#### WHAT NEEDS TO BE DONE
Please set down every entry again exactly as it stands, without the pictures.

#### LISTED ENTRIES
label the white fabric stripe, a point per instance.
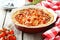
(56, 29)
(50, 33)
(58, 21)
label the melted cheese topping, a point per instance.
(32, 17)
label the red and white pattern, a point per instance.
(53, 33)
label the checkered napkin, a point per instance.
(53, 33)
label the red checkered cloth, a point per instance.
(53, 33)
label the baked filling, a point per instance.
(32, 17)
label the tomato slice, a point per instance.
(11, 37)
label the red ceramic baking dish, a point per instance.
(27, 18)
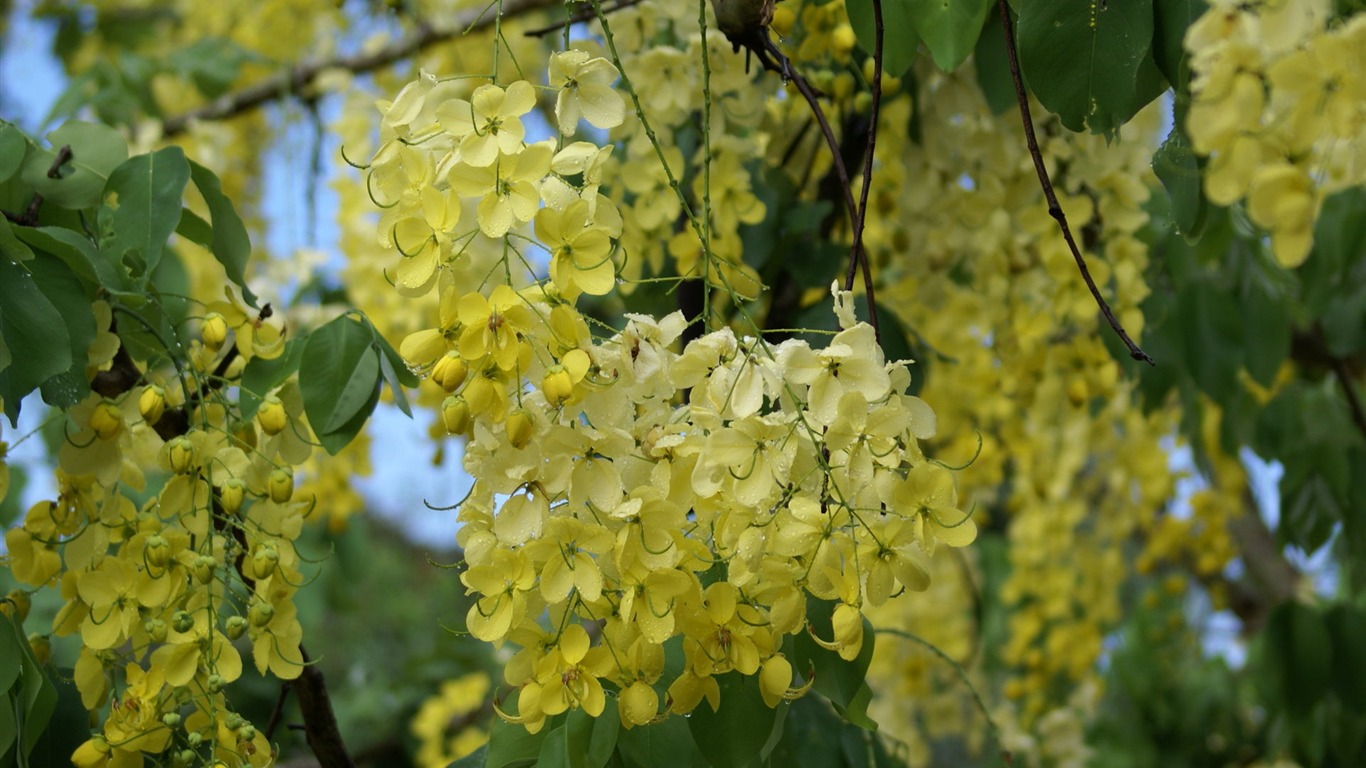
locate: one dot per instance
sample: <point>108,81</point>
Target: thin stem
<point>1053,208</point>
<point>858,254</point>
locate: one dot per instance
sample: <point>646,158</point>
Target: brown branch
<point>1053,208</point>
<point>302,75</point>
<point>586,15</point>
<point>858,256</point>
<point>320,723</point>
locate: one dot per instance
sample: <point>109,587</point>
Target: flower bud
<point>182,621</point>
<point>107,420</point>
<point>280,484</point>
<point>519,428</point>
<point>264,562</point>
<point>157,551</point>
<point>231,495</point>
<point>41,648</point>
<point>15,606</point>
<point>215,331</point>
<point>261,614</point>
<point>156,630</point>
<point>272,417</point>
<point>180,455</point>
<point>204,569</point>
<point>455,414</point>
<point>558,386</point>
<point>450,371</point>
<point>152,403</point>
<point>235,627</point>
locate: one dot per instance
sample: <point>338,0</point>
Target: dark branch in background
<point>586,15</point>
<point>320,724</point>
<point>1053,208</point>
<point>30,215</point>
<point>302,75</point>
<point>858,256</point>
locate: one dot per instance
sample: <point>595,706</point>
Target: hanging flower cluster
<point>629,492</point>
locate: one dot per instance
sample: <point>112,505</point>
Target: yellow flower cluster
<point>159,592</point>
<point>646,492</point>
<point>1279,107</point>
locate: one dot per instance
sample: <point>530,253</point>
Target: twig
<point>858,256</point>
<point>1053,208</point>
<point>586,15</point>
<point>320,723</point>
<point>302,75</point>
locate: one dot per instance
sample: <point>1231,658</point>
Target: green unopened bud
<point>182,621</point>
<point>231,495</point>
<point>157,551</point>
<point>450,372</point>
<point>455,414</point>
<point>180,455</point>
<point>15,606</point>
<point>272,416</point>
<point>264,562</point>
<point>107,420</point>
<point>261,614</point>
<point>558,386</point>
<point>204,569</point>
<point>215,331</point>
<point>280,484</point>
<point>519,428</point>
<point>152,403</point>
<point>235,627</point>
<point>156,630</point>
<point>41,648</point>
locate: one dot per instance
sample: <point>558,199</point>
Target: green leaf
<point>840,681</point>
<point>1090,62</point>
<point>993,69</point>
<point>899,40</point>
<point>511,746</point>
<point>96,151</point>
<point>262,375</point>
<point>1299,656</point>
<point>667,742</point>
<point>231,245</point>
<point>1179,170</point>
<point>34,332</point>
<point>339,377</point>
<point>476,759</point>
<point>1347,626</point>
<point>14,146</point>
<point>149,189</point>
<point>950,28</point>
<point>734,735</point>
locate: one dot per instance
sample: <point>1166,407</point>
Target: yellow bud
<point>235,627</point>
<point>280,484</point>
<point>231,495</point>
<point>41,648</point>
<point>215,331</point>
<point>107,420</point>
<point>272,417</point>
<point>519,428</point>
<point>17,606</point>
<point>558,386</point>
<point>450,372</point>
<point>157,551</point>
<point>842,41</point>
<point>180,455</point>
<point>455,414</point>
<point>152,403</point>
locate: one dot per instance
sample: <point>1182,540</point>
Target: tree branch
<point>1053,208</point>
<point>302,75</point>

#### FINISHED EXERCISE
label the white fabric stripe, a point per instance.
(56, 29)
(50, 33)
(58, 21)
label the melted cheese topping, a point per instance.
(32, 17)
label the red and white pattern, a point per instance.
(53, 33)
label the checkered napkin, a point per instance.
(53, 33)
label the red checkered cloth, a point per instance.
(53, 33)
label the baked filling, a point per instance.
(32, 17)
label the tomato slice, a point per instance.
(11, 37)
label the red ceramic baking dish, a point per instance.
(27, 18)
locate: one dot per instance
sample: <point>108,81</point>
Target: thin stem
<point>1053,208</point>
<point>858,254</point>
locate: one dot per instance
sample: <point>646,158</point>
Target: brown branch
<point>1053,208</point>
<point>302,75</point>
<point>586,15</point>
<point>858,256</point>
<point>320,723</point>
locate: one dot per instance
sample: <point>109,587</point>
Target: flower bud
<point>182,621</point>
<point>107,420</point>
<point>280,484</point>
<point>519,428</point>
<point>264,562</point>
<point>157,551</point>
<point>231,495</point>
<point>41,648</point>
<point>15,606</point>
<point>215,331</point>
<point>261,614</point>
<point>156,630</point>
<point>272,417</point>
<point>180,455</point>
<point>204,569</point>
<point>455,414</point>
<point>558,386</point>
<point>450,371</point>
<point>152,403</point>
<point>235,627</point>
locate: one dot per instance
sample: <point>338,0</point>
Target: dark branch in background
<point>586,15</point>
<point>320,724</point>
<point>1053,208</point>
<point>30,215</point>
<point>302,75</point>
<point>858,256</point>
locate: one dot per instance
sample: <point>595,706</point>
Target: hanging flower cluster
<point>629,492</point>
locate: one dot per instance
sample: <point>112,505</point>
Target: yellow flower cluster
<point>159,592</point>
<point>646,492</point>
<point>1279,107</point>
locate: one dot per instance
sample: <point>530,253</point>
Target: twig
<point>858,256</point>
<point>1053,208</point>
<point>586,15</point>
<point>320,723</point>
<point>302,75</point>
locate: one dot per instance
sample: <point>1231,658</point>
Target: green unopened bud
<point>182,621</point>
<point>231,495</point>
<point>157,551</point>
<point>450,372</point>
<point>455,414</point>
<point>180,455</point>
<point>15,606</point>
<point>272,416</point>
<point>264,562</point>
<point>107,420</point>
<point>261,614</point>
<point>558,386</point>
<point>204,569</point>
<point>215,331</point>
<point>280,484</point>
<point>519,428</point>
<point>152,403</point>
<point>235,627</point>
<point>156,630</point>
<point>41,648</point>
locate: one dot per instance
sample: <point>558,199</point>
Target: green leaf
<point>840,681</point>
<point>1090,62</point>
<point>993,69</point>
<point>899,40</point>
<point>511,746</point>
<point>96,151</point>
<point>262,375</point>
<point>1299,656</point>
<point>667,742</point>
<point>231,245</point>
<point>1179,170</point>
<point>34,332</point>
<point>339,377</point>
<point>476,759</point>
<point>1347,626</point>
<point>14,146</point>
<point>149,189</point>
<point>950,28</point>
<point>734,735</point>
locate: one dot per instance
sample: <point>1166,407</point>
Target: yellow bud
<point>235,627</point>
<point>280,484</point>
<point>231,495</point>
<point>41,648</point>
<point>215,331</point>
<point>107,420</point>
<point>272,417</point>
<point>519,428</point>
<point>17,606</point>
<point>558,386</point>
<point>450,372</point>
<point>157,551</point>
<point>842,41</point>
<point>180,455</point>
<point>455,414</point>
<point>152,403</point>
locate: one dot per instance
sample: <point>1182,540</point>
Target: tree branch
<point>1053,208</point>
<point>302,75</point>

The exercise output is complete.